> _EXTRACTED DATA_
* start *

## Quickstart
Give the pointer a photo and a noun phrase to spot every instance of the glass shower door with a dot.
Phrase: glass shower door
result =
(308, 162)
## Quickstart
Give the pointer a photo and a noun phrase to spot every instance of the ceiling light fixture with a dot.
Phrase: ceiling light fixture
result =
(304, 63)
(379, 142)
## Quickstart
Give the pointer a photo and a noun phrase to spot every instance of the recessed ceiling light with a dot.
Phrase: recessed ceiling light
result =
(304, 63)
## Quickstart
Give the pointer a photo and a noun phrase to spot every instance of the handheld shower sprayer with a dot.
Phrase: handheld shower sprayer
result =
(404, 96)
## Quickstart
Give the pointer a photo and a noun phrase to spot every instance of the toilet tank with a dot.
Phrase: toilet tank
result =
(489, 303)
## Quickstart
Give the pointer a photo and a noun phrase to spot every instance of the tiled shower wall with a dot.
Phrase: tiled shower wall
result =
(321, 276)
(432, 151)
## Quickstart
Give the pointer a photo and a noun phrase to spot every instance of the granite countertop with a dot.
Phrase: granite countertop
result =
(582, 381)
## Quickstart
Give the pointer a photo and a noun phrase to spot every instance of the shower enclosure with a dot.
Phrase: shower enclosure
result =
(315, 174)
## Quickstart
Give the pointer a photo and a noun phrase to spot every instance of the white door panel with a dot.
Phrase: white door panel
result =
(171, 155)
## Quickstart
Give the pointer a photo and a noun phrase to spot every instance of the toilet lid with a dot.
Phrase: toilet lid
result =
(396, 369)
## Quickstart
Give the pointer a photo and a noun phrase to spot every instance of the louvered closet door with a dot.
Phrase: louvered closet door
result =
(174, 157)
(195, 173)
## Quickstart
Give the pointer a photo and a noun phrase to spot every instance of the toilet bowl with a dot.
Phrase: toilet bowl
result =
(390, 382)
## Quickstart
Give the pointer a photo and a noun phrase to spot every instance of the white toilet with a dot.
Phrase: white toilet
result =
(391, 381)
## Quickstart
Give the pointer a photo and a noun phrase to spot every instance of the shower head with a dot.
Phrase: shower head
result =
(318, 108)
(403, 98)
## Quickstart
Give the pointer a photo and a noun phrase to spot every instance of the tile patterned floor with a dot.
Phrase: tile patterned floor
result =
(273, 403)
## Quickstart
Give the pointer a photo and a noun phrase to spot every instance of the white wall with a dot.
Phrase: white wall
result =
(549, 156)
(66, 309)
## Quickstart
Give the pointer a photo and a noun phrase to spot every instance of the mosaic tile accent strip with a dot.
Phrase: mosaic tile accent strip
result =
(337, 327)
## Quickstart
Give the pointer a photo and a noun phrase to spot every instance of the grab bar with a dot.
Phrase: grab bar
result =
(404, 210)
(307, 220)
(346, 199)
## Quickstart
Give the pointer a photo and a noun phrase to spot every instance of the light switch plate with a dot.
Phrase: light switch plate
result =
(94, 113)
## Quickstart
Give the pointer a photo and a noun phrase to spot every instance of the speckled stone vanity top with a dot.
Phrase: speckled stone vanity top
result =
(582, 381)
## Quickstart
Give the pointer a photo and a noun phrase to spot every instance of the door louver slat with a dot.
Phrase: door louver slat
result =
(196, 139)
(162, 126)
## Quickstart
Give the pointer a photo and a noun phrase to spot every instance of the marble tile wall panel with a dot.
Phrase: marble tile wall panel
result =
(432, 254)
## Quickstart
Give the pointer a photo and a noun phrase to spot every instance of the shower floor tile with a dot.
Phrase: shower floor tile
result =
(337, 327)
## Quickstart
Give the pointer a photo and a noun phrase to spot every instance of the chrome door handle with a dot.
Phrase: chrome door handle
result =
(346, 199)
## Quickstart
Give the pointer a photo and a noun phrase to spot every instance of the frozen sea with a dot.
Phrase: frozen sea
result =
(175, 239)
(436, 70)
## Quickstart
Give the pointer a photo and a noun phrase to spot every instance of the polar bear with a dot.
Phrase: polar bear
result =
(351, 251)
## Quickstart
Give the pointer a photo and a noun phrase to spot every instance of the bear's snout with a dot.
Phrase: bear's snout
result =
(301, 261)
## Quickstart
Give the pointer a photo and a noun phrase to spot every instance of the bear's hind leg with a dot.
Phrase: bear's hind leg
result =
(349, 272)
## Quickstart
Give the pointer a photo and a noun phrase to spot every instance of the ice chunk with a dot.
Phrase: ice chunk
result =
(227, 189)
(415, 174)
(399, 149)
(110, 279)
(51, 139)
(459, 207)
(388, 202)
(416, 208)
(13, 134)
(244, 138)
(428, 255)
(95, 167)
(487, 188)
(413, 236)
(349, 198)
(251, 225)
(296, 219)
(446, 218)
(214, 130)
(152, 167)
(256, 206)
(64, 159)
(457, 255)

* end *

> _INSTRUCTIONS FOR THE TASK_
Copy the data above in full, character for character.

> _WRITTEN ANSWER_
## Quickstart
Give the pointer a photo and a noun phrase to spot every instance of the glass shower door with a dot.
Phrase: glass shower door
result =
(308, 162)
## Quickstart
Give the pointer a photo and a noun phrase to spot every instance of the ceiling light fixture with a dot.
Phrase: ceiling light fixture
result =
(304, 63)
(379, 142)
## Quickstart
Give the pointer a photo and a noun phrase to spot every instance of the recessed ceiling light with a dot.
Phrase: recessed ceiling light
result =
(304, 63)
## Quickstart
Give the pointer a photo and a noun phrase to spot every instance of the handheld shower sprayer with a dot.
Phrase: handheld shower sprayer
result =
(404, 96)
## Quickstart
Give the pointer a photo and a noun phrase to spot every instance of the toilet tank with a dot.
Phrase: toilet tank
result =
(489, 303)
## Quickstart
Give the pointer a photo and a noun phrase to spot every instance of the tiled shower wall with a dot.
Phrase: tiled shower wall
result =
(321, 276)
(432, 151)
## Quickstart
Give the pointer a photo and a noun phrase to spot every instance of the granite countertop with a dot.
Phrase: granite countertop
result =
(582, 381)
## Quickstart
Give the pointer a photo and a noun phrase to spot every instance of the shower enclosure with a dot.
Phrase: shower enclosure
result =
(315, 174)
## Quickstart
Give the pointer a photo and a noun phrase to spot every instance of the white door panel with a dot.
Phrase: white door panel
result =
(171, 155)
## Quickstart
Give the pointer a photo and a noun phrase to spot every instance of the toilet lid with a dot.
Phrase: toilet lid
result =
(396, 369)
## Quickstart
Give the pointer a photo and a noun phrase to spot every instance of the louvered closet door with a dot.
Phrase: louvered closet door
result =
(174, 157)
(195, 173)
## Quickstart
Give the pointer a photo and a noun phrase to spot every instance of the toilet bowl with a dot.
Phrase: toilet bowl
result =
(390, 382)
## Quickstart
Give the pointer a photo and a noun phrase to spot every instance of the white toilet with a dot.
Phrase: white toilet
result =
(391, 381)
## Quickstart
Give the pointer a photo and a noun phrase to spot every instance of the shower head with a dot.
Phrase: shower head
result =
(318, 108)
(403, 98)
## Quickstart
Give the pointer a photo and a noun phrase to spot every instance of the tile patterned floor with a dot.
Phrase: tile patterned floor
result =
(273, 403)
## Quickstart
Give the pointer a photo and a noun phrase to spot every instance of the white wall with a dot.
Phrase: white wall
result =
(549, 156)
(66, 309)
## Quickstart
Give the pointer a photo and a noun phrase to spot every instance of the mosaic tile accent strip with a dot.
Phrase: mosaic tile accent strip
result =
(337, 327)
## Quickstart
Give the pointer a photo and a noun phrase to spot every instance of the grab bar with a dot.
Phrase: grab bar
result =
(404, 210)
(307, 220)
(346, 199)
## Quickstart
Give the pointer a photo and a noun phrase to spot every instance of the light switch plate with a dot.
Phrase: light switch plate
result =
(94, 113)
## Quickstart
Give the pointer a photo and a noun phrase to spot every instance of the speckled stone vanity top with a dot.
Phrase: speckled stone vanity top
result =
(582, 381)
## Quickstart
Give the pointer a photo and a noun phrase to spot every instance of the door louver slat with a dot.
Phrase: door louver slat
result =
(196, 139)
(162, 126)
## Quickstart
Give the pointer a photo and a noun phrase to spot every instance of the marble tile wall panel with a dot.
Phrase: marble tile wall panel
result =
(432, 254)
## Quickstart
Give the pointer a photo and a noun phrase to spot every instance of the shower floor tile with a dot.
Phrase: shower floor tile
result =
(337, 327)
## Quickstart
Give the pointer a photo and a noun phrase to spot every instance of the chrome door handle with a dot.
Phrase: chrome door handle
result =
(346, 199)
## Quickstart
Give the pointer a photo and a noun phrase to spot every instance of the frozen sea with a dot.
Phrase: frozen sea
result =
(175, 239)
(436, 70)
## Quickstart
Give the pointer a photo and a noun phrase to spot every instance of the polar bear with a dot.
Phrase: polar bear
result =
(351, 251)
## Quickstart
Give the pointer a photo and a noun phrase to spot every instance of the bear's snout with a dot.
Phrase: bear's snout
result =
(301, 261)
## Quickstart
Give the pointer a photo and a noun phrase to spot every instance of the bear's hind leg with a dot.
Phrase: bear's hind leg
result =
(349, 272)
## Quickstart
Give the pointer a photo and a noun phrase to spot every instance of the ice chunk with a dot.
Phrase: ice chunk
result =
(227, 189)
(415, 174)
(399, 149)
(110, 279)
(51, 139)
(459, 207)
(388, 202)
(416, 208)
(13, 134)
(244, 138)
(428, 255)
(95, 167)
(487, 188)
(413, 236)
(349, 198)
(251, 225)
(296, 219)
(446, 218)
(214, 130)
(152, 167)
(256, 206)
(64, 159)
(457, 255)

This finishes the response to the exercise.